→ **WRITTEN REQUEST 1**
According to the biography of Arpita Singh, in what year did she marry Paramjit Singh?

Arpita Singh

Arpita Singh (born Arpita Dutta, 1937) is an Indian artist. She was born in 1937 at Baranagar in Kolkata, West Bengal, India).[1] Known to be a figurative artist and a modernist, her canvases have both a story line and a carnival of images arranged in a curiously subversive manner. Her artistic approach can be described as an expedition without destination. Her work reflects her background.[2] She brings her inner vision of emotions to the art inspired by her own background and what she sees around the society that mainly affects women. Her works also include traditional Indian art forms and aesthetics, like miniaturist painting and different forms of folk art, employing them in her work regularly.[3]

Arpita Singh
Born1937  (age 83)

Personal life

Arpita left Kolkata with her mother and brother in 1946, a year before India got its independence from the British rule. In 1962, she married fellow artist Paramjit Singh and they have a daughter, artist Anjum Singh. Currently she lives in Nizamuddin East, New Delhi.

Education

Arpita attended the Delhi Polytechnic in New Delhi from 1954–59 and graduated with a Diploma in Fine Arts.[4]

Career

After her graduation, Arpita Singh worked at the Weavers Service Centre, Ministry of Textiles, Government of India in New Delhi and experienced the textiles industry closely. Her stint as a textile designer reflects in her work. The Talwar Gallery showcased her works in their first ever exhibition, 'Tying Down', dedicated to Arpita Singh in 2017.[5]

She took on a job with the Cottage Industries Restoration Program, a body of the Government of India. While she worked in the program, she met traditional artists and weavers of India. This is said to have impacted her artwork too.

→ **SUPPLIED DATA**
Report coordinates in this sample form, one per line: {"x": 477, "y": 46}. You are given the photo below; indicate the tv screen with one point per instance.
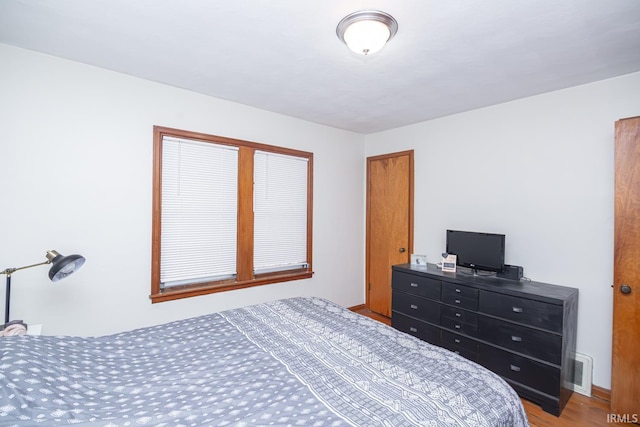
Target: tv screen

---

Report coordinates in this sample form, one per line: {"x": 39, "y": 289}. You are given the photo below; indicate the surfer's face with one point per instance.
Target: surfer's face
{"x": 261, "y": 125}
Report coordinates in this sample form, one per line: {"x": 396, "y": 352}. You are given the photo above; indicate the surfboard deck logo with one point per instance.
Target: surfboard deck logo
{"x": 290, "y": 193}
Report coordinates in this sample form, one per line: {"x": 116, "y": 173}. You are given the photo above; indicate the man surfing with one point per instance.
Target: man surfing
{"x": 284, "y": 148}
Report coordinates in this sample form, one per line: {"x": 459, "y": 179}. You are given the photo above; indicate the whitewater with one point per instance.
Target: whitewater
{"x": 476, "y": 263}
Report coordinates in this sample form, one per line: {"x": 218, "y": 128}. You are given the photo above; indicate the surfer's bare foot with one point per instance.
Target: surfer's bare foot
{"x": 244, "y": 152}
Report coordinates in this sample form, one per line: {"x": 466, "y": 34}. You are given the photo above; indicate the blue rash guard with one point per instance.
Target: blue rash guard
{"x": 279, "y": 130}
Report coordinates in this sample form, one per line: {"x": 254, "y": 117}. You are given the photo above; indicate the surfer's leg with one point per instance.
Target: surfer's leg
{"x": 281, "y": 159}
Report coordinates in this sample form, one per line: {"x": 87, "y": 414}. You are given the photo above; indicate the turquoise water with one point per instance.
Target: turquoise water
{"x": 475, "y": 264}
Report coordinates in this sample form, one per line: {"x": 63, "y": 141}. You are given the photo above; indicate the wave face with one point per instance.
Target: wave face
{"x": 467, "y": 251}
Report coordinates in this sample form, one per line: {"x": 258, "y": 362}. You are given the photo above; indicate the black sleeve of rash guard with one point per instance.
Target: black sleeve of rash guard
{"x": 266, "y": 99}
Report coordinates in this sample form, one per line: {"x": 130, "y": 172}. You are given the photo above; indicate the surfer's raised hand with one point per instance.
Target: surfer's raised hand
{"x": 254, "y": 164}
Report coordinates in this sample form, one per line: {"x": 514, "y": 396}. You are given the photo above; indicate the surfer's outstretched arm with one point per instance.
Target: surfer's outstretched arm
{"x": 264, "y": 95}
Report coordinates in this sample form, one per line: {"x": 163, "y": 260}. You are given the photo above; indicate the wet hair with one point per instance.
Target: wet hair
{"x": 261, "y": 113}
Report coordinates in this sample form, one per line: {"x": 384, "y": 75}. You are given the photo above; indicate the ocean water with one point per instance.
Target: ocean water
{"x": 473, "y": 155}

→ **WRITTEN REQUEST 2**
Reproduce the lines of the listing starting with the line containing "screen with one point per instance." and continuing through the line containing "Target: tv screen", both included. Omit the picture.

→ **CORRECT RESULT 1**
1962

→ **CORRECT RESULT 2**
Report coordinates in this sample form, one per line: {"x": 477, "y": 46}. You are given the photo below; indicate the tv screen with one point per instance.
Target: tv screen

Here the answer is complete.